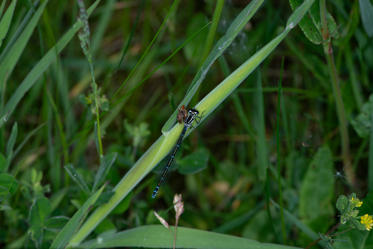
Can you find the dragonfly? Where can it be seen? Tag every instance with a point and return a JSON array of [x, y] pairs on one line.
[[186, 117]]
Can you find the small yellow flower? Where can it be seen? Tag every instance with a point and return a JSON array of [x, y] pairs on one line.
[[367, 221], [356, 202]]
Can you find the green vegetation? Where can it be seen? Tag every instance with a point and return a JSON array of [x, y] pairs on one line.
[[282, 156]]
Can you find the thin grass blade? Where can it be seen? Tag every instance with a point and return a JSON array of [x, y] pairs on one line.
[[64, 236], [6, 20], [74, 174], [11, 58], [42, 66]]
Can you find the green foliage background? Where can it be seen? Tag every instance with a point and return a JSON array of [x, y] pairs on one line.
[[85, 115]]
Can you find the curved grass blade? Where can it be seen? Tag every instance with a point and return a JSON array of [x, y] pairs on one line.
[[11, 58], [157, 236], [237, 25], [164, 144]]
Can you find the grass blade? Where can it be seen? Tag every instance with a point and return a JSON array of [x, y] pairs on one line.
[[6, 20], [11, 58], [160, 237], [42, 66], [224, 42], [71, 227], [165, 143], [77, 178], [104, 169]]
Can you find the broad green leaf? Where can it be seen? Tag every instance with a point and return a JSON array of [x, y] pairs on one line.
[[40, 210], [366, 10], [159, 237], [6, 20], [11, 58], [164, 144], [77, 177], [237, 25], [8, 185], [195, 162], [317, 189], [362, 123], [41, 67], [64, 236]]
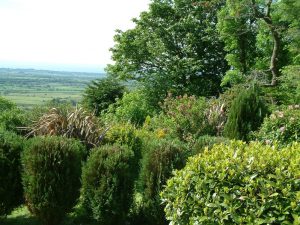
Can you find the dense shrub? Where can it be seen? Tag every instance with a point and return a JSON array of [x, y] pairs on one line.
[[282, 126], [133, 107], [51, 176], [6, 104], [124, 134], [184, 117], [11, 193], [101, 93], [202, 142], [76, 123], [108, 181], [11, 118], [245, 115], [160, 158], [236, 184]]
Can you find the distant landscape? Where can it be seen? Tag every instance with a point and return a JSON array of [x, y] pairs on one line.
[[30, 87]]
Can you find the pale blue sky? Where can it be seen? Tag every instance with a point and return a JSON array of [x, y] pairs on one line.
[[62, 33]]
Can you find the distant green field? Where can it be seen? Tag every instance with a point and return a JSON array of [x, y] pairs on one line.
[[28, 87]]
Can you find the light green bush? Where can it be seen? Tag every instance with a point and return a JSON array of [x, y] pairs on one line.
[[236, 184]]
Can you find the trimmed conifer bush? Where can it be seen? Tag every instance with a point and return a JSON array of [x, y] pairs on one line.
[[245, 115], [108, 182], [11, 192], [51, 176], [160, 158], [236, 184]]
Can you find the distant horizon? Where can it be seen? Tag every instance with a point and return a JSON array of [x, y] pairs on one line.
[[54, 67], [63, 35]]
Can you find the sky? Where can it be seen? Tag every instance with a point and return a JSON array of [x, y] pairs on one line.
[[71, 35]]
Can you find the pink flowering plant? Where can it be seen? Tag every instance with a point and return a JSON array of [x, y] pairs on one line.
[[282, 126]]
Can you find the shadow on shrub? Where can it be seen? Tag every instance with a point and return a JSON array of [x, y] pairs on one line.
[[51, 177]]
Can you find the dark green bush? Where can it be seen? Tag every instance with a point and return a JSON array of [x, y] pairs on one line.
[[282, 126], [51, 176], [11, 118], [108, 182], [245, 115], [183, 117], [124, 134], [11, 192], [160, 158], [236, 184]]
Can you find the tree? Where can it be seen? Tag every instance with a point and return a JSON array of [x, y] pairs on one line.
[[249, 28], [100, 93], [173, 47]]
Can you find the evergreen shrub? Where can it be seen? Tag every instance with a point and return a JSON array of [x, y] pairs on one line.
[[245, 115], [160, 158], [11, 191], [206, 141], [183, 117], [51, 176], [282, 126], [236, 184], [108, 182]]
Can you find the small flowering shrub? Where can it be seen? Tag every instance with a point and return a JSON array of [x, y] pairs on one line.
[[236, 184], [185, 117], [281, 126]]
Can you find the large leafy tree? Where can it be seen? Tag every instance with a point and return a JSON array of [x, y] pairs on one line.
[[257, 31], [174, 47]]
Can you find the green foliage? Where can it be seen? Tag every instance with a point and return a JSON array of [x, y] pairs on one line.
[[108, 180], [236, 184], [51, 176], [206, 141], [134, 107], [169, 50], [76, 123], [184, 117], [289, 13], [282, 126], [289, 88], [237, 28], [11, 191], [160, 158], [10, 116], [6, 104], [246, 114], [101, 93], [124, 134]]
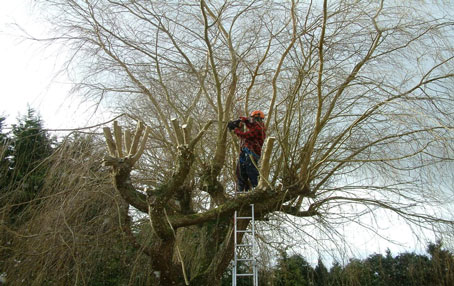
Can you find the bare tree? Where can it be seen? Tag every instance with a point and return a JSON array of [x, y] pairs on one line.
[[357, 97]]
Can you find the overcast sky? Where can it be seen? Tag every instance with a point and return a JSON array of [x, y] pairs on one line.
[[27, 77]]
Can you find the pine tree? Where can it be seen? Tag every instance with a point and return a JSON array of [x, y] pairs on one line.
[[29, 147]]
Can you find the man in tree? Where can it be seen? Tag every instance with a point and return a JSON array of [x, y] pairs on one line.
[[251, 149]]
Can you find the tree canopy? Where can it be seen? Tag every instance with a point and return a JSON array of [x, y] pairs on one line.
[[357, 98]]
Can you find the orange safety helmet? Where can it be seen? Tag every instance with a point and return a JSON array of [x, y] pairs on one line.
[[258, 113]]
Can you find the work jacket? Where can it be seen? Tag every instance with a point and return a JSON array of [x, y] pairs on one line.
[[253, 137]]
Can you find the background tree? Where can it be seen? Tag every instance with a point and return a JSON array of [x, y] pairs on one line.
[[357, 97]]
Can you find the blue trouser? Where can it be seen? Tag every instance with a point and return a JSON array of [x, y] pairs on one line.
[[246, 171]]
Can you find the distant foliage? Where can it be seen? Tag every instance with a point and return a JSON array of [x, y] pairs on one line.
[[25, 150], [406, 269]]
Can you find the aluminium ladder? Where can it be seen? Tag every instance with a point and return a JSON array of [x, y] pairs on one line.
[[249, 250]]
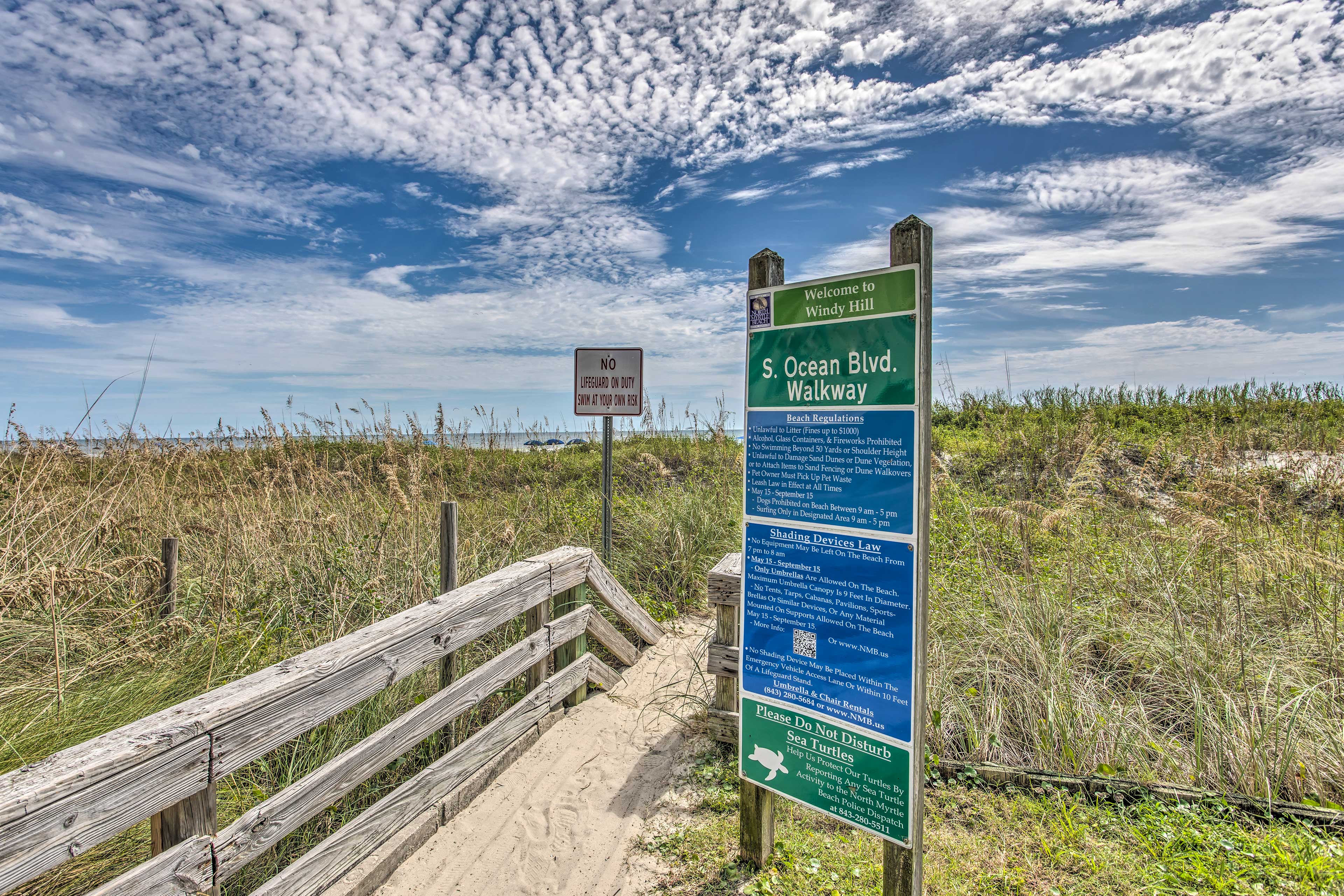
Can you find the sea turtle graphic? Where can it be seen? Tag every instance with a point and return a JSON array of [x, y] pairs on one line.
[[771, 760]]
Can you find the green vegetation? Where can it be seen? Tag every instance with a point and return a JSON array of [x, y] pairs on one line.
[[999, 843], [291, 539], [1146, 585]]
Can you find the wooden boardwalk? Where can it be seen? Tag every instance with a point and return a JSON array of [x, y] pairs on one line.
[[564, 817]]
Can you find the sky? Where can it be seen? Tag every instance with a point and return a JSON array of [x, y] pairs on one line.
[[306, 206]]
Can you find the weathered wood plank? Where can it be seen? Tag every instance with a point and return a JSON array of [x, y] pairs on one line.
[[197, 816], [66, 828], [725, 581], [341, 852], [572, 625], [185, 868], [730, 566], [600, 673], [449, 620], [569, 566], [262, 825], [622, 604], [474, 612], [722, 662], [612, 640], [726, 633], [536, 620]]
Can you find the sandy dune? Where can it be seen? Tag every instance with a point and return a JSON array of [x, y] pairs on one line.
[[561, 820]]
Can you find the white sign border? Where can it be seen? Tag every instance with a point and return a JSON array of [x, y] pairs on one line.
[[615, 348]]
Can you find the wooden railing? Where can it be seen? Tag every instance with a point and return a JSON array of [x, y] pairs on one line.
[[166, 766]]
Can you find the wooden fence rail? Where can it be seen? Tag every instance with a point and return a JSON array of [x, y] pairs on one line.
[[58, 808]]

EXERCISE PROMPT: The task calls for duplicating the data exactly, with no images kept.

SOLUTION BELOW:
Can you find the dragonfly? Where can it be seen? Tag every instance with a point and return a JSON array of [x, y] pairs on one line.
[[186, 117]]
Can you find the small yellow flower? Where can it be seen? Tag every instance with a point and return a JSON array of [x, y] pairs on one line.
[[367, 221], [356, 202]]
Can you find the green vegetation? Where can it be seen? Tag every instance with a point and return a JSON array of [x, y] pairs on one line.
[[282, 156]]
Can you find the thin grass blade? Where can it be seen? Tag every instance with a point and return a JSON array of [x, y] pairs on one line.
[[64, 236], [6, 20], [74, 174], [11, 58], [42, 66]]
Can you find the green foliage background? Where can it be seen? Tag every instance with a point and return a JSON array of [x, y] pairs on one line.
[[85, 115]]
Can you find the curved grass blade? Where can it be seen? Tag every instance with a point and return a JSON array of [x, y] pairs on one line.
[[11, 58], [157, 236], [237, 25], [164, 144]]
Can you find the grass blade? Where can it be seen? Tag every instance with a point and return a JSON array of [x, y] pairs on one line.
[[6, 20], [11, 58], [160, 237], [42, 66], [224, 42], [71, 227], [165, 143], [77, 178], [104, 169]]
Can you find the broad green leaf? Where can it be seen? Tag every instance with a point and return a JSON array of [x, y] pairs on one line.
[[40, 210], [366, 10], [159, 237], [6, 20], [11, 58], [164, 144], [77, 177], [237, 25], [8, 185], [195, 162], [317, 189], [362, 123], [41, 67], [64, 236]]
Can you find the dense shrub? Where can it be seen? Tag every instance with a point and return a JSON array of [x, y] pairs on one line.
[[282, 126], [133, 107], [51, 176], [6, 104], [124, 134], [184, 117], [11, 193], [101, 93], [202, 142], [76, 123], [108, 181], [11, 118], [245, 115], [160, 158], [236, 184]]
Can you find the distant landscape? Where can it be seen? Tag every instance with a point and return a JSON array of [x, y] pairs on one line.
[[30, 87]]
Can you find the pale blue sky? Where can it be seen? Tag every instance with a point and return a JSON array of [x, y] pairs on one line.
[[62, 33]]
Can you find the distant green field? Where can it be seen? Tag every instance with a point and return a JSON array of [x, y] pairs on one line.
[[28, 87]]
Can you find the light green bush? Where can it be seen? Tag every instance with a point and return a JSON array of [x, y] pairs on one line.
[[236, 184]]
Can you find the trimmed conifer bush? Where can it be seen? Tag every instance with a point and return a JSON array of [x, y] pairs on one line.
[[245, 115], [108, 182], [11, 192], [51, 176], [160, 158], [236, 184]]
Can you find the distant horizon? Where can it be seen? Tag every instance with a point and return a JSON array of [x, y] pairs on one line.
[[54, 67], [63, 35]]
Can you find the sky? Where can it be seen? Tag every instance with a point and return a JSON array of [x, y] pairs on one line.
[[71, 35]]
Can you find the pink flowering plant? Where can it be seen? Tag every instance with a point and return a JSON array of [x, y] pairs on one line.
[[282, 126]]
Can you find the shadow on shrub? Where can it be seen? Tag every instance with a point and return a JSON array of [x, y] pairs on one line.
[[51, 177]]
Can you find the dark green bush? Where can it be seen? Tag every instance with a point and return a JSON array of [x, y] pairs on one line.
[[282, 126], [51, 176], [11, 118], [108, 182], [245, 115], [183, 117], [124, 134], [11, 192], [160, 158], [236, 184]]
Can you find the tree? Where can it be seen? Tag every instance with a point and return a JSON array of [x, y] pairs on one line.
[[249, 28], [100, 93], [173, 47]]
Can you find the evergreen shrub? Where can it be seen? Tag every instance with a point and return a JSON array of [x, y] pairs on one line.
[[245, 115], [160, 158], [11, 191], [206, 141], [183, 117], [51, 176], [282, 126], [236, 184], [108, 182]]
Can you find the small flowering shrub? Where can it be seen? Tag every instance with a point and return a JSON array of [x, y] pairs on one line.
[[236, 184], [185, 117], [281, 126]]
Can you find the large leafy tree? Where can it be seen? Tag every instance with a point and return a JSON array of [x, y] pairs on one line.
[[257, 31], [174, 47]]
Can you find the green foliage? Where can it be seen? Tag every instance with a point and return a JSON array of [x, y] pairs on one line.
[[108, 180], [236, 184], [51, 176], [206, 141], [134, 107], [169, 50], [76, 123], [184, 117], [289, 13], [282, 126], [289, 88], [237, 28], [11, 191], [160, 158], [10, 116], [6, 104], [246, 114], [101, 93], [124, 134]]
Can you find the bare tree? Where can it be seen? Tag every instance with a point and return a JSON array of [x, y] pairs on one line.
[[357, 97]]
Can you find the overcast sky? Where can it be seen? Tag every instance with a point and return a JSON array of [x, y] pairs on one line.
[[27, 77]]
Can you find the pine tree? Where can it be seen? Tag every instance with a point and return a JSON array of [x, y] pairs on one line.
[[29, 147]]
Can you find the man in tree? Where can it be seen? Tag every instance with a point and return a JSON array of [x, y] pairs on one line.
[[251, 149]]
Can you find the tree canopy? Where can it be seen? Tag every instance with a point and return a JSON array of [x, y] pairs on one line.
[[357, 98]]
Can you find the orange safety helmet? Where can it be seen? Tag every instance with a point and return a JSON array of [x, y] pairs on one line.
[[258, 113]]
Can you find the work jacket? Where can it be seen? Tag every instance with a point and return a JSON array of [x, y] pairs on one line.
[[253, 137]]
Can you find the background tree? Where can it be seen? Tag every instance with a point and return a JSON array of [x, y] pairs on one line.
[[357, 97]]
Can you find the blue trouser? Where can it be seen? Tag every instance with a point and return a JSON array of [x, y] pairs on one line.
[[246, 171]]
Can you find the distant foliage? Where can it be seen? Tag every instance with a point and return a JSON array of [x, y] pairs on one line.
[[25, 150], [406, 269]]
Can you find the aluminium ladder? Where can it be seen? Tag every instance with a point and return a JSON array of [x, y] pairs on one line.
[[249, 250]]
Can you find the sea turtle graphic? Where can it be seen? Tag every instance with a point and return a JSON array of [x, y] pairs on one line.
[[771, 760]]
Can you find the green vegetation? Where can it be seen? Tag every instance with a point and return a JSON array of [x, y] pairs on one line.
[[999, 843], [291, 539], [1146, 585]]
Can you find the wooden boardwalk? Where can it be seen? Tag every instance with a point and return a JSON array of [x, y] pairs on one line.
[[564, 817]]
Can you find the sky? Where can it be seen? Tag every instance with a point and return a JSON array of [x, y] pairs on one line.
[[306, 206]]
Can you find the weathered wood plank? Where can it be seen? Tag every instance with a point and return a JSON array of [x, y] pairs on one line.
[[197, 816], [66, 828], [725, 581], [341, 852], [572, 625], [185, 868], [730, 566], [600, 673], [449, 620], [569, 566], [262, 825], [622, 604], [474, 612], [722, 662], [612, 640], [726, 633], [536, 620]]
Can you find the sandy dune? Where can it be seen? Tag every instance with a point and return a JSON array of [x, y] pairs on one line.
[[561, 820]]
Can you find the white sign border? Where can it be seen? Tag every instance with a point and return a JSON array of [x, y] pairs on one line.
[[615, 348]]
Can you find the wooden railing? Where can it be seen? Tag every instance with a point and return a JSON array of [x, y] pairs on one line.
[[166, 766]]
Can you find the wooden fence rail? Where can it be seen? Tag every instance with a point and return a JSON array of [x, y] pairs on one line.
[[58, 808]]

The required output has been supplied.